▸ **Required work**: Your answer should be every line with the word "vintage", copied from the data below.

Start of Block

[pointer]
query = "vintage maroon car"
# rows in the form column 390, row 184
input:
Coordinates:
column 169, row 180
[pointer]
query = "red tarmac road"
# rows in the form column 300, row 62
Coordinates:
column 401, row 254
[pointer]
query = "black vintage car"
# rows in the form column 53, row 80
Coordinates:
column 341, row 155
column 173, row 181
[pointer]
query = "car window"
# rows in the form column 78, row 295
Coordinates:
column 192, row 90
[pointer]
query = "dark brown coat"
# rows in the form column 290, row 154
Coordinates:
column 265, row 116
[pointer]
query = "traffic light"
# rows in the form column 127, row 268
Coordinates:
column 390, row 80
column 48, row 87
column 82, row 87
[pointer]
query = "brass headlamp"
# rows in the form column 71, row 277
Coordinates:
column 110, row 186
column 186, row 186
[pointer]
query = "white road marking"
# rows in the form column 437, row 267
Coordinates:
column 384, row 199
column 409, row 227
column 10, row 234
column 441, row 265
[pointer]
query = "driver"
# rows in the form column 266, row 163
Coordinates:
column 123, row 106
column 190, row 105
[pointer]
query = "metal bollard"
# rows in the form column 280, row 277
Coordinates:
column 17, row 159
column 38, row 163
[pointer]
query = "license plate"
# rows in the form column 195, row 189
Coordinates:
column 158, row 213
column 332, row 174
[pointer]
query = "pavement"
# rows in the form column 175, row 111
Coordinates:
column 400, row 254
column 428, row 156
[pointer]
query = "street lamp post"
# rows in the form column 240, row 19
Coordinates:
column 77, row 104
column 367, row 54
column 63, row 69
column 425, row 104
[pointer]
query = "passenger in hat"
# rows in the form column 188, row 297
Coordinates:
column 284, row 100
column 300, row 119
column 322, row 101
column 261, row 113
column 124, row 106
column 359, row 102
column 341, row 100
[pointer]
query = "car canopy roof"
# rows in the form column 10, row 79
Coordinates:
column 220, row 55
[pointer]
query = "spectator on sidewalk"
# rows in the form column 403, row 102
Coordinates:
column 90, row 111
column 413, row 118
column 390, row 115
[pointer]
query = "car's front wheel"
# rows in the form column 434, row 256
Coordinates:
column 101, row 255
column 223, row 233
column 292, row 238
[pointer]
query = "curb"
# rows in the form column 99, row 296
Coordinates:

End of Block

▸ **Exercise response**:
query = "vintage maroon car"
query = "black vintage car"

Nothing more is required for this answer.